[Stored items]
Segment Open

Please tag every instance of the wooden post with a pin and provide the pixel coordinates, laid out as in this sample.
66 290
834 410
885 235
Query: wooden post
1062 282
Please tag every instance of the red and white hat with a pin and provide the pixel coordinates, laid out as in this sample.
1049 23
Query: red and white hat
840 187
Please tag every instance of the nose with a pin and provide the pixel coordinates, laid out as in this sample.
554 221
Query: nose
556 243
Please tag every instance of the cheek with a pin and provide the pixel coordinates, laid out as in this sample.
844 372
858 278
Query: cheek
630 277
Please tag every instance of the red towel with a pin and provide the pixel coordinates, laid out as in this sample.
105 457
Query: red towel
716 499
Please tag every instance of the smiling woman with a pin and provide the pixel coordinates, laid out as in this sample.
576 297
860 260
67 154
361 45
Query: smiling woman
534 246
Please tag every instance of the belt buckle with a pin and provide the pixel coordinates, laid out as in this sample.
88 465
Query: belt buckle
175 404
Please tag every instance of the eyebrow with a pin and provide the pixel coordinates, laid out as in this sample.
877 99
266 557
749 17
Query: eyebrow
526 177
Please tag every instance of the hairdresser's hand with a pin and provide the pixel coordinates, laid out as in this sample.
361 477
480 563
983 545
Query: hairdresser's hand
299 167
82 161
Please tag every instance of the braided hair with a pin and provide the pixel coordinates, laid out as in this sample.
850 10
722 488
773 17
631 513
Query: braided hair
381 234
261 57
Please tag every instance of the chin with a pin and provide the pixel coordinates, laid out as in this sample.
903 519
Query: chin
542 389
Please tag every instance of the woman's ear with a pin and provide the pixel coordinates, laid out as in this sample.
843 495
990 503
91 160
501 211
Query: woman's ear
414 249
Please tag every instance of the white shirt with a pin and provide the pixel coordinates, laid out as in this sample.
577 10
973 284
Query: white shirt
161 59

Segment Closed

*YOUR TASK:* Could you copy out all of the records above exactly?

*COMPLETED EXERCISE:*
Please tag every instance of the wooden post with a pin and provide the pixel coordinates, laid out as in this sample.
66 290
834 410
885 235
Query: wooden post
1062 282
Please tag every instance of the red and white hat with a pin and provide the pixel coordinates, laid out as in this sample.
1049 23
Query: red and white hat
840 187
Please tag every instance of the nose with a pin and provide the pixel coordinates, laid out as in this sample.
554 221
Query: nose
556 243
Please tag every instance of the cheek with a pin and provide the pixel coordinates, laid out as in this sample.
844 372
858 278
Query: cheek
630 277
Please tag every instance of the red towel with a pin and provide the pixel coordinates, laid out as in this sample.
105 457
Query: red towel
716 499
Please tag every instance of the smiling woman with a pin and provide the pixel coordinates, laid out as in this sample.
576 297
860 260
67 154
361 45
Query: smiling woman
534 246
Please tag every instance of the belt buckle with a pin and provide the pixel coordinates, laid out as in this sample.
88 465
Query: belt buckle
175 404
Please tag every instance of the eyebrow with a pin and provide the pixel coordinates, laid out as in this sample.
877 99
266 557
749 17
Query: eyebrow
526 177
Please tag every instance of the hairdresser's hand with a pin and provide the pixel coordinates, laid out as in this sample.
361 477
480 563
983 545
Query: hairdresser's hand
299 167
82 161
Please tag every instance of the braided hair with a pin and provide the pixel coordinates, laid out as in this sample.
850 10
722 488
773 17
631 513
Query: braided hair
381 234
261 57
Please tag every instance of the chin with a pin and provide the pixel coordinates, laid out as in this sample.
903 519
Query: chin
542 389
Please tag every instance of the woman's ear with a pin and provide the pixel coordinates, laid out as in this sample.
843 495
990 503
91 160
501 211
Query: woman's ear
414 249
Please tag every instance of the white shirt with a pin and provide the pixel coordinates, laid out as in this sample.
577 10
973 284
Query: white shirt
161 59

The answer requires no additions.